_Given exercise_. Please render the items as a two-column CSV with the headers "prompt" and "reply", one row per item, starting at the line that contains "leaning out of" and ending after the line that contains "192], [199, 196]]". Put each item's text and its answer in a single quoted field, with line breaks replaced by spaces.

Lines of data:

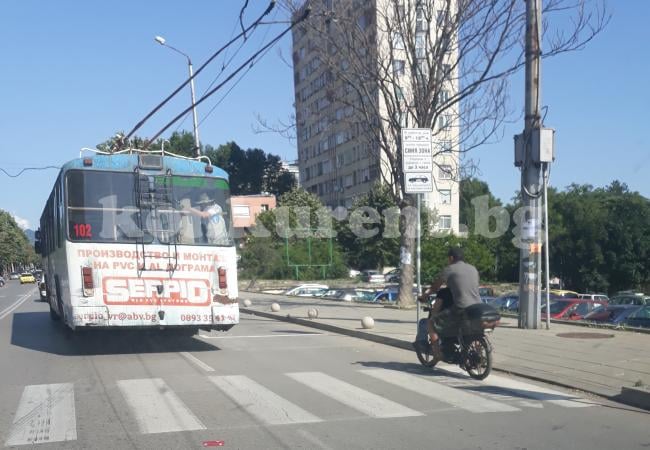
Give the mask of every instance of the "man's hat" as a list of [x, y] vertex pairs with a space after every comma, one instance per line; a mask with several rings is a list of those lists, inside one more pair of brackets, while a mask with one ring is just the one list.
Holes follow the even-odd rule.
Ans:
[[211, 203], [214, 203], [214, 200], [208, 197], [208, 194], [205, 192], [199, 196], [199, 199], [196, 202], [197, 205], [209, 205]]

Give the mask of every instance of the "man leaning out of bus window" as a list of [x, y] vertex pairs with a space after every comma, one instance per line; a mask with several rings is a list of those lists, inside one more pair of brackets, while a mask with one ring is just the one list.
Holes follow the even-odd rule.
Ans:
[[196, 206], [198, 209], [188, 206], [184, 207], [183, 211], [201, 218], [201, 230], [206, 242], [210, 244], [226, 242], [228, 231], [221, 206], [205, 192], [199, 196]]

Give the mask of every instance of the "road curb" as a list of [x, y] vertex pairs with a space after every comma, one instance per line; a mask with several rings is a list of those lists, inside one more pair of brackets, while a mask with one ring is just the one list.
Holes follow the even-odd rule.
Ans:
[[305, 327], [316, 328], [318, 330], [323, 330], [323, 331], [330, 331], [332, 333], [343, 334], [345, 336], [356, 337], [359, 339], [364, 339], [366, 341], [376, 342], [378, 344], [384, 344], [384, 345], [389, 345], [391, 347], [401, 348], [403, 350], [413, 350], [413, 347], [411, 346], [410, 342], [406, 342], [401, 339], [395, 339], [387, 336], [380, 336], [377, 334], [366, 333], [365, 331], [350, 330], [348, 328], [338, 327], [336, 325], [330, 325], [322, 322], [316, 322], [314, 320], [292, 317], [289, 314], [287, 314], [286, 316], [282, 316], [279, 314], [274, 314], [266, 311], [258, 311], [249, 308], [242, 308], [241, 306], [239, 307], [239, 312], [250, 314], [252, 316], [260, 316], [260, 317], [266, 317], [268, 319], [275, 319], [283, 322], [295, 323], [297, 325], [303, 325]]
[[650, 390], [642, 387], [623, 387], [616, 401], [650, 411]]
[[[384, 344], [384, 345], [388, 345], [388, 346], [391, 346], [391, 347], [396, 347], [396, 348], [399, 348], [399, 349], [402, 349], [402, 350], [414, 351], [411, 342], [403, 341], [401, 339], [395, 339], [395, 338], [391, 338], [391, 337], [387, 337], [387, 336], [380, 336], [380, 335], [376, 335], [376, 334], [373, 334], [373, 333], [367, 333], [365, 331], [351, 330], [351, 329], [339, 327], [339, 326], [336, 326], [336, 325], [330, 325], [330, 324], [326, 324], [326, 323], [322, 323], [322, 322], [317, 322], [315, 320], [302, 319], [302, 318], [299, 318], [299, 317], [292, 317], [290, 314], [282, 316], [282, 315], [276, 314], [276, 313], [271, 313], [271, 312], [266, 312], [266, 311], [259, 311], [259, 310], [249, 309], [249, 308], [243, 308], [241, 306], [239, 307], [239, 311], [244, 313], [244, 314], [250, 314], [250, 315], [253, 315], [253, 316], [266, 317], [268, 319], [279, 320], [279, 321], [282, 321], [282, 322], [294, 323], [294, 324], [297, 324], [297, 325], [303, 325], [303, 326], [306, 326], [306, 327], [316, 328], [316, 329], [323, 330], [323, 331], [329, 331], [331, 333], [342, 334], [342, 335], [345, 335], [345, 336], [355, 337], [355, 338], [358, 338], [358, 339], [364, 339], [364, 340], [367, 340], [367, 341], [376, 342], [378, 344]], [[622, 389], [621, 394], [611, 395], [611, 394], [606, 394], [606, 393], [603, 393], [603, 392], [597, 392], [597, 391], [594, 391], [594, 390], [574, 386], [574, 385], [562, 382], [560, 380], [548, 379], [548, 378], [535, 376], [535, 375], [532, 375], [530, 373], [527, 373], [526, 371], [519, 371], [519, 370], [516, 370], [516, 369], [514, 369], [514, 370], [513, 369], [505, 369], [505, 368], [500, 368], [500, 367], [496, 367], [496, 366], [493, 366], [492, 368], [493, 368], [493, 370], [495, 370], [497, 372], [516, 375], [516, 376], [521, 377], [521, 378], [525, 378], [525, 379], [533, 380], [533, 381], [538, 381], [538, 382], [541, 382], [541, 383], [551, 384], [551, 385], [554, 385], [554, 386], [563, 387], [565, 389], [571, 389], [571, 390], [575, 390], [575, 391], [585, 392], [587, 394], [594, 395], [594, 396], [597, 396], [597, 397], [600, 397], [600, 398], [605, 398], [605, 399], [612, 400], [612, 401], [619, 402], [619, 403], [623, 403], [623, 404], [626, 404], [626, 405], [629, 405], [629, 406], [634, 406], [634, 407], [650, 410], [650, 392], [645, 391], [647, 397], [644, 397], [644, 399], [646, 399], [646, 400], [644, 400], [645, 401], [645, 403], [644, 403], [644, 401], [639, 401], [639, 398], [638, 398], [639, 396], [636, 393], [638, 391], [637, 388], [622, 387], [621, 388]], [[626, 395], [623, 395], [623, 392], [627, 392], [627, 391], [632, 391], [632, 392], [628, 392]]]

_Correct result_.
prompt,reply
"Give the mask of every instance of the ""man leaning out of bus window"" as a list of [x, y] vertex pairs with a space after every comma, one instance per line; a mask with several rings is a list of those lists, inside one more pair of brackets, while a mask with one ring is just the one list. Holes follow the even-odd rule. Ans:","[[196, 206], [198, 209], [188, 206], [184, 207], [183, 211], [201, 218], [201, 230], [206, 242], [210, 244], [226, 242], [228, 231], [221, 206], [205, 192], [199, 196]]"